> _DESCRIPCIÓN DE LA TAREA_
Según el texto sobre Dolores Neri, ¿con quién se casó ella a los catorce años?

> _TEXTO DE ESTUDIO_
★ ★ ★ ★ ★
Se llamaba Dolores Neri y hacía honor a su nombre, por lo de dolores y
por lo de neri –“negros”, en italiano. Nació a principios del siglo pasado.
Vivió en ese México que no conocía la adolescencia y, apenas a los catorce años
de edad, se casó con Salvador Ascencio, artesano tejedor de cobijas de lana,
menor de edad también, y mandolina en la orquesta típica de Arandas. Cuando veo
las películas italianas viejas, con sus matronas recias y duras y enlutadas,
inmediatamente la recuerdo. Porque así vistió, sin importar su edad: siempre de
luto. De hecho, así aparece en toda la iconografía familiar. En esas
fotografías mira de frente, con el ceño ligeramente fruncido y la mandíbula
fuertemente apretada.
Como solía suceder en aquellos entonces, tuvo una gran cantidad de
hijos, de los cuales casi la mitad murió en la primera infancia; tres más en la
madurez. Le tocó esa etapa durísima del medio rural mexicano, antes de la luz
eléctrica y el agua entubada. Desde que yo la recuerdo, presidía la familia de
manera implacable: calificaba a las nueras y escogía a los yernos; hijos e
hijas rendían puntual cuenta de sus vidas y desahogaban sus penas en las faldas
siempre oscuras.
Tal y como le exigía su religiosidad, en cuanto no pudo ser ya madre,
se encerró todas las noches en su habitación, custodiando su tardía castidad de
los embates de don Salvador. No abrió la puerta ni siquiera aquella noche sin
luna en que mi abuelo suplicó y golpeó con suavidad la puerta de madera con
aldabas de hierro. Tan sólo lloró efímeramente al otro día, ante el cadáver de
su esposo, que amaneció con los puños crispados y los nudillos apenas
sangrados. No habían faltado nunca motivos para andar de luto por su hogar,
pero ahora fue definitivo.
★ ★ ★ ★ ★
> _LISTADO PROPORCIONADO_
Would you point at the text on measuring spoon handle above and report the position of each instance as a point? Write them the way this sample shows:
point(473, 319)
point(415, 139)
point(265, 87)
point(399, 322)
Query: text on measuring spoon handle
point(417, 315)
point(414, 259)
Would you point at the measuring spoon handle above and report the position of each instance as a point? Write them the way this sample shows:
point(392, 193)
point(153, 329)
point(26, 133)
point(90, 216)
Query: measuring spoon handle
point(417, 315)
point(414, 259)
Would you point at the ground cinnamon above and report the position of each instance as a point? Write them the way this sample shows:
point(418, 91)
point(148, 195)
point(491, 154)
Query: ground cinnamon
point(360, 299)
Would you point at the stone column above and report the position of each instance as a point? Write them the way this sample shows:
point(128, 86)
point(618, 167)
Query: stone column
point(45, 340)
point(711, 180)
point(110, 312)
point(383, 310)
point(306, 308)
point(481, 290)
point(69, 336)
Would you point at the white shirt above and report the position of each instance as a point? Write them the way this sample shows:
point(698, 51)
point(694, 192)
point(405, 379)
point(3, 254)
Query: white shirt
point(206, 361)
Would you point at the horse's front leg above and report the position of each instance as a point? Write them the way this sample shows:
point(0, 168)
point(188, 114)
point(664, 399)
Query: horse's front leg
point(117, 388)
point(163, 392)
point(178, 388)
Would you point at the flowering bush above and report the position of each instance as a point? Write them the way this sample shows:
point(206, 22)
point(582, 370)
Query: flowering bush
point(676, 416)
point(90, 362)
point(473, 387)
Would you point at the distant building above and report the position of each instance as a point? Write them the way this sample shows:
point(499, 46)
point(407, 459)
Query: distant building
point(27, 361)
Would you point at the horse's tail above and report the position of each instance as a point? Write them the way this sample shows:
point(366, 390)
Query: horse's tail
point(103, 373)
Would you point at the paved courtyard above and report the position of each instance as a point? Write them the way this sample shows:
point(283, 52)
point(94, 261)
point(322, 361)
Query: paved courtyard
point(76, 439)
★ ★ ★ ★ ★
> _RESPUESTA_
Con Salvador Ascencio, artesano tejedor de cobijas de lana.